#### Selected extract ####
# Stolen watch in trade with member here!



## mfisher

Beware Goodfella aka Ryan Gordon from NY aka "Goodfella"

The story:

I had a LNIB Tissot T touch up for sale. I received a message from a guy wanting to trade his GSAR for my Tissot. We corresponded in the usual way. I have bought sold traded many many watches over the years and saw nothing abnormal about this guy. We agreed to trade and send the watches to each other via USPS priority insurred. I did but obviously he didn't. It has been 8~10 days and nothing. I keep asking him if he received my Tissot and he will not reply to that. I recently put up for sale another GSAR that I already had. The same guy actually responded offering me his Omega Seamaster Quartz on bracelet for the GSAR! Once I realized it was the same guy I quickly responded to him asking why he wanted another GSAR when he supposedly just sent me one. And who is going to trade an Omega Seamaster Pro on Speedy bracelet for a GSAR! The flags went up but a little late. Here is the guys info: 

[name and address removed by watchuseek admin]

I think he is fishing around for "deals". 

Best regards,

Mike Fisher
aka flyfisher11 or mfisher WUS, MWR, TZ


----------



## fedagent28

[quote removed, contained name and address]

That is not good.... Can't you try to get the help of the local law enforcement office at his place?


----------



## mfisher

Yes I am pursuing that avenue now.


----------



## Ernie Romers

Sorry to hear that. I have suspended his account. Please keep me posted.


----------



## nexnbax

Hello, I'm brand new to the site. I have around 75 watches and never heard of this site...Love it! Anyway, I had a deal go bad with the aforementioned "Ryan Gordon". My deal was for an Ebay sale. A cell phone. I paid him $400. and he sent me a shell of a phone worth about $1.00 if that. I've filed complaints with the U.S. Postal Service Mail Fraud Division and the Internet Crime Complaint Center. Hoping to nail this guy. Would like to talk to MFisher. I called yesterday and left a message with him. CHuck


----------



## bvmjethead

Watchuseek Admin said:


> Sorry to hear that. I have suspended his account. Please keep me posted.


I'm as much against a thief as the next guy, probably moreso. [violent content removed]
But my question is why suspend this guy's account after hearing only one side of the story?

Did I miss something?

No flames as I have no vested interest whatsoever, I'm just curious.


----------



## Ernie Romers

I sent him a PM about this but he never replied. At least that is suspicious.


----------



## Bongos

Keep in mind anything over $400 is a felony, do a fraud report with your local Sheriff (Yes, Sheriff not Police, since Sheriff has juristiction) and they will nicely dispatch a unit to talk to the individual, usually matters are resolved quickly as if or when a second visit is necessary it is an actual arrest warrant.
#### Dataset ####
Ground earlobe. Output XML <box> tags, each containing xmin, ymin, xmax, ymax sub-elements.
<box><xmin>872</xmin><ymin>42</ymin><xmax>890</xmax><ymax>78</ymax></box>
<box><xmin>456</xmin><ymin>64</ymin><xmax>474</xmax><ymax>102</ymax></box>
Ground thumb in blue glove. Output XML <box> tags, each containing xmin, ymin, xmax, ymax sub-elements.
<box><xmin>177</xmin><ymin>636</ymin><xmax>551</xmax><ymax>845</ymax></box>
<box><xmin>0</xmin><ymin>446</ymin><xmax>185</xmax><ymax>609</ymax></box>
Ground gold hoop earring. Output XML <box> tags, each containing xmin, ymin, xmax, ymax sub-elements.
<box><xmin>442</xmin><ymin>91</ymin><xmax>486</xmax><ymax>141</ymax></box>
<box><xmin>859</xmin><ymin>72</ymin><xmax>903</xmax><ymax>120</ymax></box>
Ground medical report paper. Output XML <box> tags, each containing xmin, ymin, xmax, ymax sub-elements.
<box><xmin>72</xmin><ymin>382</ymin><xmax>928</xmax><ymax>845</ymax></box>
####
- Given instruction A
In the forum thread about the watch trade, which two bodies did nexnbax file complaints with?
- Given instruction B
Write out the forum thread word for word, between "[quote removed, contained" and "that avenue now.", inclusive.

- Written response A
The U.S. Postal Service Mail Fraud Division and the Internet Crime Complaint Center.

- Written response B
[quote removed, contained name and address]

That is not good.... Can't you try to get the help of the local law enforcement office at his place?


----------



## mfisher

Yes I am pursuing that avenue now.